ENTRIES =>

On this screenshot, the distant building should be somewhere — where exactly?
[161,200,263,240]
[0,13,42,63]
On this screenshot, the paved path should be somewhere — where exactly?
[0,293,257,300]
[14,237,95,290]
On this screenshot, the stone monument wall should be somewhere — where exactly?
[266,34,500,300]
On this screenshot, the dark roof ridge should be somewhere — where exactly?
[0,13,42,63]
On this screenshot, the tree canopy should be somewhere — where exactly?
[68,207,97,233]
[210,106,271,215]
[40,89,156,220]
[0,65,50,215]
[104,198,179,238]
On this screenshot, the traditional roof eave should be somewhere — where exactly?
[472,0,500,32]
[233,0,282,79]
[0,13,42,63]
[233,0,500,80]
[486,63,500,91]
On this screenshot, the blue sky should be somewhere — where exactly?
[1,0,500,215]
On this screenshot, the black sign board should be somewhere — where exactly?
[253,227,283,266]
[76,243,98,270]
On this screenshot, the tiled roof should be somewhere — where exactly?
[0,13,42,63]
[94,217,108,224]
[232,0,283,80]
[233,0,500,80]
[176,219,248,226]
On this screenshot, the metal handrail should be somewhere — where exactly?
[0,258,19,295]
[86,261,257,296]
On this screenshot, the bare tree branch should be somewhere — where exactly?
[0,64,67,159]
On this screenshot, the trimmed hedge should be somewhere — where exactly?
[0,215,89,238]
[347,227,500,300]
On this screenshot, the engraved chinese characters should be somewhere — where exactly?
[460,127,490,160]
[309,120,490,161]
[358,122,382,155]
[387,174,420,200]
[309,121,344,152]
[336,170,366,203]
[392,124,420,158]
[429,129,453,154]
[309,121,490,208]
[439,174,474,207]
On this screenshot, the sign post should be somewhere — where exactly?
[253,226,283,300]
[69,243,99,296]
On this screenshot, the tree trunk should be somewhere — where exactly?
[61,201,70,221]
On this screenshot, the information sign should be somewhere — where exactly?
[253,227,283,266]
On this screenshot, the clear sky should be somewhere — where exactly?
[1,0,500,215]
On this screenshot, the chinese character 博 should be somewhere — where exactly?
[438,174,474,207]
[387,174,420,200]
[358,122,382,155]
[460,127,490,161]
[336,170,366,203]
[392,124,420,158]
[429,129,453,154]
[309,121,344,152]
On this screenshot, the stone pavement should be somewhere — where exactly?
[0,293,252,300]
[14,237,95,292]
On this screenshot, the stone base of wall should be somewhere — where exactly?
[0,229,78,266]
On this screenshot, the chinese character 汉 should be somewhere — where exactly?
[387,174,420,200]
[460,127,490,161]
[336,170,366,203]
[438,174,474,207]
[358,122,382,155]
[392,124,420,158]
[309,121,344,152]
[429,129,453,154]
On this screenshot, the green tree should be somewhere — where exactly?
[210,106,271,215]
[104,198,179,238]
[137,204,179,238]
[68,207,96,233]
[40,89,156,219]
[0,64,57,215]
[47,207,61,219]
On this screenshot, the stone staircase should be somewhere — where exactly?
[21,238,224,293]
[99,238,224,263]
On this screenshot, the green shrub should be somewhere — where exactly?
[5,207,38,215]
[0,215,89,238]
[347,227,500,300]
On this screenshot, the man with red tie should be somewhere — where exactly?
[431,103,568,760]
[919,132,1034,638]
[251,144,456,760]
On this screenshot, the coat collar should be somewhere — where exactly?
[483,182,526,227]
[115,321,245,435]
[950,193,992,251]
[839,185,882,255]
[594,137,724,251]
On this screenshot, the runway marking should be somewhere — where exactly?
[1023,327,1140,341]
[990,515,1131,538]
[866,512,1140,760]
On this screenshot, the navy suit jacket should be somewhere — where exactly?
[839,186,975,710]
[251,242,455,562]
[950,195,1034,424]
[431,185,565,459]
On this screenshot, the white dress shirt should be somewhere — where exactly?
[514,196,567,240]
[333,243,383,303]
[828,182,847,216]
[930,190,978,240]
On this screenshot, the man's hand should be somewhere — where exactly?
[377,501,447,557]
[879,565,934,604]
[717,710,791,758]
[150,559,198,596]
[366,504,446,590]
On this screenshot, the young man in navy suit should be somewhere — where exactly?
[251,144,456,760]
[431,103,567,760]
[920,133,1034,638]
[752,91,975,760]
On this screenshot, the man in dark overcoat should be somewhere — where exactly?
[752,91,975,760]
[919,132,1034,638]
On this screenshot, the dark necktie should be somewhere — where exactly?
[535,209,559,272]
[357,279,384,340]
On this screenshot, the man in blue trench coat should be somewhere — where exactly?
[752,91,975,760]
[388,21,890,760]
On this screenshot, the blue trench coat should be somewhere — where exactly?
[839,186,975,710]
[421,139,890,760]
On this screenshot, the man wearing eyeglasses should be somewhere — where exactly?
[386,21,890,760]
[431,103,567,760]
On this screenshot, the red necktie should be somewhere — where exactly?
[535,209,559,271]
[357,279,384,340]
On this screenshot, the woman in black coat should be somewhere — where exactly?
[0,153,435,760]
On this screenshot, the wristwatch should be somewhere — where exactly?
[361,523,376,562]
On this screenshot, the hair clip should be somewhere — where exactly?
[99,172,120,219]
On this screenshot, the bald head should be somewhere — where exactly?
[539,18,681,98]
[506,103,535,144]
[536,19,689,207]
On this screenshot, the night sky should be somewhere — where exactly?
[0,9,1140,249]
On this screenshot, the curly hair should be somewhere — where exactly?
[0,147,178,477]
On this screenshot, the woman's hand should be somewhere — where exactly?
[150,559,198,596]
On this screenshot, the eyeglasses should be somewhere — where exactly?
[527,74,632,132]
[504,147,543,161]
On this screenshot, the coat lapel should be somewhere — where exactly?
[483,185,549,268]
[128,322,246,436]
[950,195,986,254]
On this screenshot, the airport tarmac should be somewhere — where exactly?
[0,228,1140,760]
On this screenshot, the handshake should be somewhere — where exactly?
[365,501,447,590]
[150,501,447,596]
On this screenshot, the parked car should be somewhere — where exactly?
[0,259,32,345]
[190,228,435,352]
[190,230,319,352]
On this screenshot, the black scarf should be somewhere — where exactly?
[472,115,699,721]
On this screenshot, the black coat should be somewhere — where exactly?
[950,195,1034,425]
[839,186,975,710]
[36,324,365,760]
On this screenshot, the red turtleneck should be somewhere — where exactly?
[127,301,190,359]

REQUIREMENT => Reproduce the items starting at the line containing "On this screenshot, the navy" and ending at the line containing "[930,190,978,240]", with "navy suit jacket" swapped for "dark blazer" and nothing else changed. Return only those lines.

CORRECT RESPONSE =>
On this screenshot, the dark blazer should be somewhere — where exactly?
[839,186,975,710]
[251,242,455,562]
[950,195,1034,424]
[431,185,565,459]
On this screenshot, the white dress shirt should be somewhere — where exactly?
[514,196,567,240]
[333,243,383,303]
[828,182,847,216]
[930,190,978,240]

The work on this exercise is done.